DIRECTIONS -
(1) Decide whether each statement agrees with the article on Rick Snyder's campaign stop, answering yes or no and quoting the deciding words: (a) The campaign bus stops at Uncle John's Cider Mill in St. Johns on a Saturday afternoon. (b) Snyder says his manufacturing experience comes from managing a Ford plant. (c) Snyder proposes expanding the manufacturing base into aerospace or medical equipment.
(2) Transcribe everything in the article on Rick Snyder's campaign stop from "His first order" down to "appreciates the industry.".

On a chilly Saturday afternoon, Rick Snyder's campaign bus pulls up to Uncle John's Cider Mill in St. Johns. But before the cider-sampling and visiting with voters, we have a chance to travel with him on the bus and talk about the race.
We start by asking: Why do you want to be Governor?
"I love Michigan," he says. "I absolutely love this state. I've been fortunate, and it's an opportunity to give back."
His first order of business if elected?
"I would bring an attitude of crisis to Lansing."
That means making the state's finances available to everyone, in easy to understand terms, he says. Also, replacing the MBT, highlighting our successful industries and building on them are big issues. That includes manufacturing-- Snyder says he has experience as a Gateway plant manager and appreciates the industry.
"We need to encourage diversity," Snyder says. "The auto industry is coming back, but let's see if we can take the manufacturing base and expand it to aerospace or medical equipment and keep it going."

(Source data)
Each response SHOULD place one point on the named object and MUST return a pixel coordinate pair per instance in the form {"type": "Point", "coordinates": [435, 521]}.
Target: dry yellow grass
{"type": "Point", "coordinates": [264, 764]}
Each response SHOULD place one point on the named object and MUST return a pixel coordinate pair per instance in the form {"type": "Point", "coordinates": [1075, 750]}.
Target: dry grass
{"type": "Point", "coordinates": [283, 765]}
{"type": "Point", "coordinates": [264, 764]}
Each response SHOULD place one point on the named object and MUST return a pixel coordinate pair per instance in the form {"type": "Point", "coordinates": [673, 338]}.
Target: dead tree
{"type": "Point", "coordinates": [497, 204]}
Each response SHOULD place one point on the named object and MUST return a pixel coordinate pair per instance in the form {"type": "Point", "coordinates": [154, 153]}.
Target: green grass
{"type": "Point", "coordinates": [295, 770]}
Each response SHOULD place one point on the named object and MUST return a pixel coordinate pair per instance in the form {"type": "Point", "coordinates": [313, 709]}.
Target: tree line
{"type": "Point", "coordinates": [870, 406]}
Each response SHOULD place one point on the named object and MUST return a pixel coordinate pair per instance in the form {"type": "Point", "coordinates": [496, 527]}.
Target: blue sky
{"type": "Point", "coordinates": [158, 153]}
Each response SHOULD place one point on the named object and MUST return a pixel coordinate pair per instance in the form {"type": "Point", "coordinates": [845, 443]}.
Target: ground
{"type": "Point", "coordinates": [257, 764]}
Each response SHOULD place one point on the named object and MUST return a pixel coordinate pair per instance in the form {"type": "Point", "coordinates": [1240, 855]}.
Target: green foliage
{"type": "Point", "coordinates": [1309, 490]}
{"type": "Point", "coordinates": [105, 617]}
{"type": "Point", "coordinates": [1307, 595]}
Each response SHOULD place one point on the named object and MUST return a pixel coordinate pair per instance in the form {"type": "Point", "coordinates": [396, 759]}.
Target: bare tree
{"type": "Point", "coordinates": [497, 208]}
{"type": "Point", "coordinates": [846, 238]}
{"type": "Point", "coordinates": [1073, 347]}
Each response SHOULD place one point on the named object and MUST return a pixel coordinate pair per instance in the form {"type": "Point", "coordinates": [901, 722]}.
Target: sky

ANSWERS TO THIS EXERCISE -
(1)
(a) Yes: "On a chilly Saturday afternoon, Rick Snyder's campaign bus pulls up to Uncle John's Cider Mill in St. Johns."
(b) No: "Snyder says he has experience as a Gateway plant manager and appreciates the industry."
(c) Yes: "let's see if we can take the manufacturing base and expand it to aerospace or medical equipment and keep it going."

(2)
His first order of business if elected?
"I would bring an attitude of crisis to Lansing."
That means making the state's finances available to everyone, in easy to understand terms, he says. Also, replacing the MBT, highlighting our successful industries and building on them are big issues. That includes manufacturing-- Snyder says he has experience as a Gateway plant manager and appreciates the industry.